--- Tasks for this exercise ---
A – Do these statements agree with the Manchester City v TNS passage: (i) the match programme was issued for a UEFA Cup Qualifying Round 1st Leg tie, (ii) 30,000 programmes sold out, (iii) the piece on TNS has since been re-published? For each, answer yes or no and quote the words of the passage that decide it.
B – Will you carry on the Manchester City v TNS passage from its final sentence?

-- start Reading passage --

Manchester City v TNS

The largest readership I have ever reached in 25 years of writing was for my 5 pages on TNS football club in the Manchester City match programme of 14/8/03, issued for a UEFA Cup Qualifying Round 1st Leg tie. This happened to be the first ever competitive fixture at the City of Manchester Stadium as well as City’s first game in a European competition for 24 years, so there was a capacity crowd and the 25,000 programmes sold out. Stashed away as a souvenir by Mancunians, they are unobtainable to this day. My piece, the most detailed and serious examination of a football club from the Welsh pyramid yet to be printed (and all in glossy full colour with high production values), would not have interested most City fans so has never been re-published, although TNS nicked chunks of it (without acknowledgment; I’m not bothered) for their official club history – see www.saints-alive.co.uk). However, on Radio 5 Live Jonathan Pearce read out the first paragraph verbatim as his introduction to the live match commentary that evening – meaning my honeyed words rattled the ear-drums of 500,000 people. This will certainly be the high point of my, um, career.

-- end Reading passage --
-- start Data segment --

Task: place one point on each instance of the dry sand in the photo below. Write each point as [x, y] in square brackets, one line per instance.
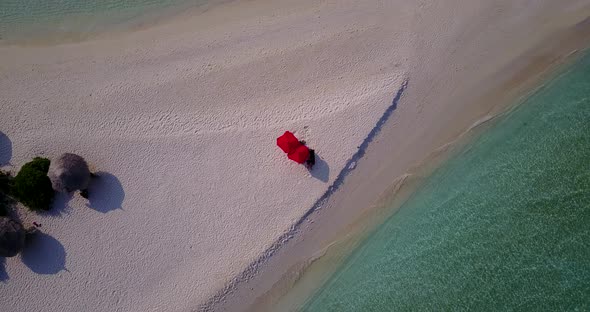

-- end Data segment --

--- Responses to the tasks ---
A –
(i) Yes: "issued for a UEFA Cup Qualifying Round 1st Leg tie"
(ii) No: "the 25,000 programmes sold out"
(iii) No: "has never been re-published"

B –
So on this blog I am reissuing the intro to the TNS article as well as one of the subsidiary features (there were also profiles of the manager and players, club records and press cuttings) for posterity. Note that in the 7 years that have passed (T)otal (N)etwork (S)olutions are now (T)he (N)ew (S)aints; they merged with Oswestry Town in 2003 and moved from Treflan, Llansantffraid to Park Hall, Oswestry in 2007. They have just won the 2009/10 Welsh Premier title (their 5th) and will represent Wales in the Champions League next season. Meanwhile Manchester City have become the richest football club in the world, but will not join TNS in the Champions League, having missed a top 4 position in England they must settle for the Europa Cup (current version of the UEFA Cup). TNS still await their first European victory (Man City won this match 5-0 and the return in Cardiff 2-0).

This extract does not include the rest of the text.